Your instructions = Print each of the following lines verbatim, with no alteration to any character.

Given entries =
____

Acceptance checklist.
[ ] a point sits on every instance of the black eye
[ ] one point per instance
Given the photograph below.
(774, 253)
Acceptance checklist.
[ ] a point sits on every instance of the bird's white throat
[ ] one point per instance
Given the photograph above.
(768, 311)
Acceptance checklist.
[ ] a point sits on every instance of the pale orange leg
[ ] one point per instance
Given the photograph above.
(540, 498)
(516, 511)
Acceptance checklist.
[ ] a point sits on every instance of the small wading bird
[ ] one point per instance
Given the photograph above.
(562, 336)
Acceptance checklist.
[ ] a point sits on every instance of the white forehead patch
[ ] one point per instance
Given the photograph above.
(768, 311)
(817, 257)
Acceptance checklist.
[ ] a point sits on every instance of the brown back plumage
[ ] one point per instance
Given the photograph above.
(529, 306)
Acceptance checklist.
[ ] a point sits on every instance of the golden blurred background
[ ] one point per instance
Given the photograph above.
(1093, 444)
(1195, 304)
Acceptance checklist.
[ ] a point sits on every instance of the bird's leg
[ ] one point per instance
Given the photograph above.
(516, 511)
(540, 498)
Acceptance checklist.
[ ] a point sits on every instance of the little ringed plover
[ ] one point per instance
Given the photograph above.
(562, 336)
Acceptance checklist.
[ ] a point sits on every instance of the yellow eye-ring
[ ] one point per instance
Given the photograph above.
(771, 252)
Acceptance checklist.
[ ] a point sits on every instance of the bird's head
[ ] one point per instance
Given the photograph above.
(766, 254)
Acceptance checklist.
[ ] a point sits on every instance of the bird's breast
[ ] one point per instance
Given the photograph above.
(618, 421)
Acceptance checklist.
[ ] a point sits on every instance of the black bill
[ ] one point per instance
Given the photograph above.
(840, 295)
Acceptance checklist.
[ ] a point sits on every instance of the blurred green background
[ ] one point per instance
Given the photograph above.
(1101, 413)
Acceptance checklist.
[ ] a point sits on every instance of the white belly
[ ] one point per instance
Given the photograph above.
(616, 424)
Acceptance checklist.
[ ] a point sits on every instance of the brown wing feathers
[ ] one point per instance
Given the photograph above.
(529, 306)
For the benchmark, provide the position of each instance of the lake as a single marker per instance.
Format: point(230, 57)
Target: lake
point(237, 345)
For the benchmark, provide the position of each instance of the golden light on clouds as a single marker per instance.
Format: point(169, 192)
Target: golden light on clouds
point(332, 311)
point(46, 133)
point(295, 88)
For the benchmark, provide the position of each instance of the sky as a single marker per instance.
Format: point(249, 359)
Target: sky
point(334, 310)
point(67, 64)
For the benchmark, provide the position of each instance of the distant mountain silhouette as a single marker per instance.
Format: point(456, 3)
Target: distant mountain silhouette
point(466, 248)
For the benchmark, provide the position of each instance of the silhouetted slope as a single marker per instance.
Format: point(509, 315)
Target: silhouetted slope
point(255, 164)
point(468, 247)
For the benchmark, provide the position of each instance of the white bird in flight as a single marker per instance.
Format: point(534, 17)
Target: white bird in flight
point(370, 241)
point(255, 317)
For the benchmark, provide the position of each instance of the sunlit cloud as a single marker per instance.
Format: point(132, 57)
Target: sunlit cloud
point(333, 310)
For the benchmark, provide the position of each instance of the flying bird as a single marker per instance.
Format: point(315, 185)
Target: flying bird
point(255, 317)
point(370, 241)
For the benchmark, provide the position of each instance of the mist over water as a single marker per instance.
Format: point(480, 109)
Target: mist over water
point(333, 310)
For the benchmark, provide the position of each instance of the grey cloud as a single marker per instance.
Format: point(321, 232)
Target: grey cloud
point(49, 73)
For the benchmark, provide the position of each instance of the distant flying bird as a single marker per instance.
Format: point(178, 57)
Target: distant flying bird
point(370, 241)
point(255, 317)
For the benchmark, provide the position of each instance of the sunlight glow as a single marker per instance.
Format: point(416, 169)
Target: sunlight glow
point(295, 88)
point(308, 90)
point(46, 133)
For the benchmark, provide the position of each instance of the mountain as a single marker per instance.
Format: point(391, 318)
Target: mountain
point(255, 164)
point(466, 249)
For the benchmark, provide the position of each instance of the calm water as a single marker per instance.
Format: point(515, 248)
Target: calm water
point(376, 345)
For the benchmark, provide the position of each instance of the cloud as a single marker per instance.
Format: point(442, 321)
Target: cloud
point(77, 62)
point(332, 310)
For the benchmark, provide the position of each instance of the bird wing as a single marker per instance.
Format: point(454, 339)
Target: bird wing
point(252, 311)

____

Result for this exercise =
Acceptance checklist.
[ ] a point sits on every instance of the black eye
[ ] one point per instance
Given the photograph below.
(774, 253)
Acceptance checklist.
[ ] a point sits on every instance of the bird's white throat
[ ] one point per instance
Given the photograph above.
(768, 311)
Acceptance checklist.
[ ] a point sits on every instance of the pale orange leg
[ ] one point per instance
Given the photograph above.
(540, 498)
(516, 511)
Acceptance checklist.
[ ] a point sits on every instance of the small wading bird
[ ] one point per instance
Given the photograph above.
(562, 336)
Acceptance checklist.
[ ] a point sits on every instance of the white forehead patch
[ ] one point per instance
Given the photograph above.
(768, 311)
(817, 257)
Acceptance checklist.
[ ] a point sits on every instance of the brown back plumage
[ ] one point per instance
Given the photograph above.
(529, 306)
Acceptance checklist.
[ ] a point sits on every instance of the golden blurred background
[ ] one point per instance
Given the photograph above.
(1093, 444)
(1195, 304)
Acceptance checklist.
[ ] a point sits on every instance of the bird's leg
[ ] one point per instance
Given the photograph above.
(516, 511)
(540, 498)
Acceptance checklist.
[ ] a point sits on every instance of the little ringed plover
[ ] one point per instance
Given the photograph above.
(562, 336)
Acceptance checklist.
[ ] a point sits on every instance of the yellow eye-ring
[ ] one point per instance
Given the photograph above.
(771, 252)
Acceptance checklist.
[ ] a point sits on every instance of the bird's head
[ ] one point per instance
Given the photograph above.
(766, 254)
Acceptance checklist.
[ ] a point sits on every instance of the bird's breast
[ ] one point per instance
Given the photograph above.
(618, 421)
Acceptance checklist.
[ ] a point sits on every instance of the black bill
[ ] one point per instance
Given the photograph above.
(840, 295)
Acceptance checklist.
[ ] a point sits on every instance of the blurred green background
[ ] one point per instance
Given the photograph above.
(1101, 413)
Acceptance checklist.
[ ] a point sits on every instance of the white belly
[ ] one point per instance
Given the photograph above.
(616, 424)
Acceptance checklist.
[ ] a point sits on every instance of the brown wing feathers
[ ] one point per instance
Given the photograph above.
(529, 306)
For the benchmark, provide the position of each instance of the lake as a single marker per instance.
Format: point(230, 57)
Target: lake
point(237, 345)
For the benchmark, provide the position of each instance of the golden light on clouds as a single marker per instance.
Format: point(169, 192)
Target: golden light on clouds
point(332, 311)
point(46, 133)
point(295, 88)
For the benchmark, provide the position of each instance of the sky as a single marker per instance.
Format: point(249, 359)
Target: sky
point(334, 310)
point(67, 64)
For the benchmark, provide the position of each instance of the distant mountain silhouette as a single marker per instance.
Format: point(456, 3)
Target: distant mountain silhouette
point(466, 248)
For the benchmark, provide the position of each instance of the silhouetted slope as a single marker per instance.
Format: point(509, 315)
Target: silhouetted slope
point(255, 164)
point(468, 247)
For the benchmark, provide the position of each instance of the white bird in flight as a single marker per instance.
Format: point(534, 17)
Target: white bird in flight
point(370, 241)
point(255, 317)
For the benchmark, provide the position of each instance of the sunlit cloud as a single marker per instance.
Format: point(132, 57)
Target: sunlit cloud
point(333, 310)
For the benchmark, provide the position of each instance of the flying bird as a single marker per instance.
Format: point(315, 185)
Target: flying bird
point(255, 317)
point(370, 241)
For the benchmark, provide the position of each instance of the mist over water as a single marker per instance.
Format: point(480, 109)
Target: mist over water
point(333, 310)
For the benchmark, provide the position of each instance of the grey cloud as a single marker per instance.
Format: point(321, 232)
Target: grey cloud
point(49, 73)
For the benchmark, provide the position of each instance of the distant flying bird as a single marker per instance.
Format: point(178, 57)
Target: distant flying bird
point(370, 241)
point(255, 317)
For the benchmark, provide the position of each instance of the sunlight glow as a single marker per instance.
Format: point(416, 169)
Target: sunlight glow
point(295, 88)
point(308, 90)
point(46, 133)
For the benchmark, provide the position of each instance of the mountain as a single marker per instance.
Format: point(391, 318)
Target: mountain
point(255, 164)
point(466, 249)
For the benchmark, provide the position of each instance of the calm water as a single marker per instance.
Format: point(515, 248)
Target: calm water
point(376, 345)
For the benchmark, provide the position of each instance of the cloud as a single marker per instance.
Format: point(442, 321)
Target: cloud
point(77, 62)
point(332, 310)
For the benchmark, provide the position of each instance of the bird wing as a single marker per instance.
Format: point(454, 339)
Target: bird wing
point(252, 311)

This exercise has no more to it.